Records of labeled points
++++

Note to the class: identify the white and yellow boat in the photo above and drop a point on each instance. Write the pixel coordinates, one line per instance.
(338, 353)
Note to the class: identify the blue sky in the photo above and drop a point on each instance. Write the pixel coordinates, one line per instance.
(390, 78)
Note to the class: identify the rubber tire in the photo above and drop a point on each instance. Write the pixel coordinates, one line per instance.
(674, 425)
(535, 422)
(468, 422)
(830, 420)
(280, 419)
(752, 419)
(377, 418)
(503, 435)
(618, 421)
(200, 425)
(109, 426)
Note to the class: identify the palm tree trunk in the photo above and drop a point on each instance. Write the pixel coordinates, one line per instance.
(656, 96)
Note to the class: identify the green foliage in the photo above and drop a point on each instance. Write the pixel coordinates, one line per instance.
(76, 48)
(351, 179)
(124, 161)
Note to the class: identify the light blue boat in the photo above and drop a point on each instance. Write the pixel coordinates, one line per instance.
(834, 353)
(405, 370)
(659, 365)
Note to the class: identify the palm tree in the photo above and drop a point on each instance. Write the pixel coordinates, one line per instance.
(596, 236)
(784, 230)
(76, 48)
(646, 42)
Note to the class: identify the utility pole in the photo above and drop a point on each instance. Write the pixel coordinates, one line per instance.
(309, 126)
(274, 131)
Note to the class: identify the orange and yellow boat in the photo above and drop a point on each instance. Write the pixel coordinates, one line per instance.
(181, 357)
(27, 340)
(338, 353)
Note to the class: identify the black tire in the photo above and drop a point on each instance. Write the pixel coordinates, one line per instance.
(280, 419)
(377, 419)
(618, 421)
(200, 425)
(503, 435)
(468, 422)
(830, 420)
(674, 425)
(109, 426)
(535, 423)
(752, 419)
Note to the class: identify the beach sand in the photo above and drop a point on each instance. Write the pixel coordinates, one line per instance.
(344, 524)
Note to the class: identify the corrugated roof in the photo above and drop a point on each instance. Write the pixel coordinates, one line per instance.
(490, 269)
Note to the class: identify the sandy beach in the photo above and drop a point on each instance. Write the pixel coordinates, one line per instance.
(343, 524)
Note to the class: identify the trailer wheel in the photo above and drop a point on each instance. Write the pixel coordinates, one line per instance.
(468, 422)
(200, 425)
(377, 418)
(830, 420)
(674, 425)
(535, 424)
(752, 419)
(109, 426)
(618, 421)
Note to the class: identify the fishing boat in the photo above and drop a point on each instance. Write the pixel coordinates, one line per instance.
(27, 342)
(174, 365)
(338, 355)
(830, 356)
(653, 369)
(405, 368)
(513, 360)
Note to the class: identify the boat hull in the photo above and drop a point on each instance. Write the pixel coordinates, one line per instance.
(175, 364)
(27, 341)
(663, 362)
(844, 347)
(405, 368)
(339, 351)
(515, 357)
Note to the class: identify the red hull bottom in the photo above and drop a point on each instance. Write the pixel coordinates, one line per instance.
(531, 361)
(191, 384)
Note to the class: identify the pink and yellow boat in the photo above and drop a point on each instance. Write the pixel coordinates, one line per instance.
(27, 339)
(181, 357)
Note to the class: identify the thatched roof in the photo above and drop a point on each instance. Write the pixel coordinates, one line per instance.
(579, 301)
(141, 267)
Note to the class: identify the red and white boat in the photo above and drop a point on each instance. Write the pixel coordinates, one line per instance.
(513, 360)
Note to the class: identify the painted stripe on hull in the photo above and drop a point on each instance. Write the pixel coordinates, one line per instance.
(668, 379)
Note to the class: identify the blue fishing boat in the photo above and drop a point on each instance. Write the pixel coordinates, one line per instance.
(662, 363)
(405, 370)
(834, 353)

++++

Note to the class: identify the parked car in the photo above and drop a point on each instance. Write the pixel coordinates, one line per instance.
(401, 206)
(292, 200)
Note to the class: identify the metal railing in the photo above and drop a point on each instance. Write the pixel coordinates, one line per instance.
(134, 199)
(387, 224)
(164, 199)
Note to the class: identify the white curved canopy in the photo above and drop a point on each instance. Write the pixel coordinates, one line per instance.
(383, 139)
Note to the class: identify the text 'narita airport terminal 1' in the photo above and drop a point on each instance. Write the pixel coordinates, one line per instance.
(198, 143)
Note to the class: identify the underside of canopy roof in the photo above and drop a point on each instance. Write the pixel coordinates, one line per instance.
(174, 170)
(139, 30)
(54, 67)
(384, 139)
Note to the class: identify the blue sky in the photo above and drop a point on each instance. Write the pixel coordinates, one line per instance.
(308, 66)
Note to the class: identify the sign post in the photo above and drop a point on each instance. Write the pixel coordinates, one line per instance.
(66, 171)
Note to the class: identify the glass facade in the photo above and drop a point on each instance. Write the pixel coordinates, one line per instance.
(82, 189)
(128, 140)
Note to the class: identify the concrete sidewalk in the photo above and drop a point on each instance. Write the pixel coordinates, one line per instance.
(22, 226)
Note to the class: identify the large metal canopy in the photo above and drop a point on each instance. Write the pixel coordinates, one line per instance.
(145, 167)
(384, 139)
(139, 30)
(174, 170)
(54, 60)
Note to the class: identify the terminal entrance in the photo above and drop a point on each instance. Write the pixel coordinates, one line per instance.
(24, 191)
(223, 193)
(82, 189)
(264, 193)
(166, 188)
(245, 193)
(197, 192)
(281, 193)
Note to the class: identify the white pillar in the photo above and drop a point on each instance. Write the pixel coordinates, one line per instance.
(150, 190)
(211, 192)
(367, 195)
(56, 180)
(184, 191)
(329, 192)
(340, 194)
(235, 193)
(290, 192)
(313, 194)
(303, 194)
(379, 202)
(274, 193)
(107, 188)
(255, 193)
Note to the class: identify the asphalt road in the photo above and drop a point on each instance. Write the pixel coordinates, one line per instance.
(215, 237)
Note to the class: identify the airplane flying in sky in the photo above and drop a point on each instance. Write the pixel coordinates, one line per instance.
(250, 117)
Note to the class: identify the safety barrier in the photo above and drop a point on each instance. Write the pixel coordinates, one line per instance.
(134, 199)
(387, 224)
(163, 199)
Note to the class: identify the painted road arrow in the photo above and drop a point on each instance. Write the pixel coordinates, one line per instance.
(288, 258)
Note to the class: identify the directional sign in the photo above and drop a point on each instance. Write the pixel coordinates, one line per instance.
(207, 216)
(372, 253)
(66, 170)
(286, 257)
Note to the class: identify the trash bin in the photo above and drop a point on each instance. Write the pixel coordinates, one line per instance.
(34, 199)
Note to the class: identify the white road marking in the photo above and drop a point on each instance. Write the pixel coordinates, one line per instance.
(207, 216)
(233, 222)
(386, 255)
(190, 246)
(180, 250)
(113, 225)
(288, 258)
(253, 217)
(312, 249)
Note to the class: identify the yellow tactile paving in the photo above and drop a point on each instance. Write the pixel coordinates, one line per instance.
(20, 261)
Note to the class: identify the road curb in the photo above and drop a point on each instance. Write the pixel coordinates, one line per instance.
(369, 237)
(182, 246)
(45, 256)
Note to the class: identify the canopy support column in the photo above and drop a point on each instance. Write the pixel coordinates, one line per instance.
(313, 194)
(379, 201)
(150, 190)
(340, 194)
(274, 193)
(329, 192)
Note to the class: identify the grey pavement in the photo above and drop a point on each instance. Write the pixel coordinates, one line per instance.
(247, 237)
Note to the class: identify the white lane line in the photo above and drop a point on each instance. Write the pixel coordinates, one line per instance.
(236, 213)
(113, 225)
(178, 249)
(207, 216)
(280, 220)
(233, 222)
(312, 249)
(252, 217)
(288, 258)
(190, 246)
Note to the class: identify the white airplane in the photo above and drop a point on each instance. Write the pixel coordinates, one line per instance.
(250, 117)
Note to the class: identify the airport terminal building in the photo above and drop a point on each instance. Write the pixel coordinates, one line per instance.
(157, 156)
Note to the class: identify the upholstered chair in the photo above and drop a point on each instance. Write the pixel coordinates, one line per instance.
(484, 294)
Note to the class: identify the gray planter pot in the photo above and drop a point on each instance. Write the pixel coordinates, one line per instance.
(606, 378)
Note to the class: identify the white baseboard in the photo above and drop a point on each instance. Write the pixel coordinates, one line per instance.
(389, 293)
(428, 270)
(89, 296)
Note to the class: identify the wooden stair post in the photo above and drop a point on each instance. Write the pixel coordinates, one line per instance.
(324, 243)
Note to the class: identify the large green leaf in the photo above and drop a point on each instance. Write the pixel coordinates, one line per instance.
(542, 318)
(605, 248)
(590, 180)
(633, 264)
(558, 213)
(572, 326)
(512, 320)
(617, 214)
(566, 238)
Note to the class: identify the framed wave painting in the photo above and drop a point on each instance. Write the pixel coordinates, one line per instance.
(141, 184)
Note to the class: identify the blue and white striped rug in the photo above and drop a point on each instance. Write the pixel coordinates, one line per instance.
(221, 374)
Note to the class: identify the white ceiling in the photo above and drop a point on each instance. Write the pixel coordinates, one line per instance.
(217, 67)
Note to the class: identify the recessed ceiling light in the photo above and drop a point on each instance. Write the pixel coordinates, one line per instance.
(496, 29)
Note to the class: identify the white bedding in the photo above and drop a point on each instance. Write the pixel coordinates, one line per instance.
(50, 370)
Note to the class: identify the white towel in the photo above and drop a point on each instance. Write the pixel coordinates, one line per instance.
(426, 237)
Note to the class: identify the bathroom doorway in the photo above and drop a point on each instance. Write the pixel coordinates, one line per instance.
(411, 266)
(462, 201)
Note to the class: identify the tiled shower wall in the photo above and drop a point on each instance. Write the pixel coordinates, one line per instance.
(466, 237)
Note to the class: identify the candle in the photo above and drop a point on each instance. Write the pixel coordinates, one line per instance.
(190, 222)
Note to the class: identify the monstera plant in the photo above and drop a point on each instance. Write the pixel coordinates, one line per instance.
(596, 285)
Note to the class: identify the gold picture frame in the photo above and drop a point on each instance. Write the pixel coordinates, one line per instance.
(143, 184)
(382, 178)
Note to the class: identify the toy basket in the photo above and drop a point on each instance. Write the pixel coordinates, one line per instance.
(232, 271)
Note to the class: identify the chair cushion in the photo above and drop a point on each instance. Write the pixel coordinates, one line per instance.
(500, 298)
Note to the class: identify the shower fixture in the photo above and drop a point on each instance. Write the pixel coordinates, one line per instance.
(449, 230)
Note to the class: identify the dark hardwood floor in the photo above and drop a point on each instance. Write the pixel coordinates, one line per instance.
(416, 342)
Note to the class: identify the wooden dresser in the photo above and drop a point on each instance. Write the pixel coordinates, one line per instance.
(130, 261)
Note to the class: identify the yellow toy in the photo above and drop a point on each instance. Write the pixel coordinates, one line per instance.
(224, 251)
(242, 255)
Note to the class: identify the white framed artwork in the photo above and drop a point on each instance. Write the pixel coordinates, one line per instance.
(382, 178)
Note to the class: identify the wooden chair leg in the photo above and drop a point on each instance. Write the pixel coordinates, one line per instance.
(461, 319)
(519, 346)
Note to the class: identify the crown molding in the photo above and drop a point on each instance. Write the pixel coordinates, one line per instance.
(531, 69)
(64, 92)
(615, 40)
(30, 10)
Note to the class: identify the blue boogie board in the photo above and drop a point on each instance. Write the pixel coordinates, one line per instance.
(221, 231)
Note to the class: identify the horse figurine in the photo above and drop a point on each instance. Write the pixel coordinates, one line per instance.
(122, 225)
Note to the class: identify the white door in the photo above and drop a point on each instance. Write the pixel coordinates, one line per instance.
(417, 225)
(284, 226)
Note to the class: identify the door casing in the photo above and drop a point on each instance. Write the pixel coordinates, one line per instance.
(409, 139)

++++

_Exercise prompt_:
Report every line above that contains the string "palm", matching case exactly.

_Written response_:
Note to the class: identify the palm tree trunk in the photo above and drop a point on each instance. Write the pixel coordinates, one line per instance.
Note to the class: identify the palm tree in the photo above and drop a point on each instance. Write the pixel coordinates, one line per instance.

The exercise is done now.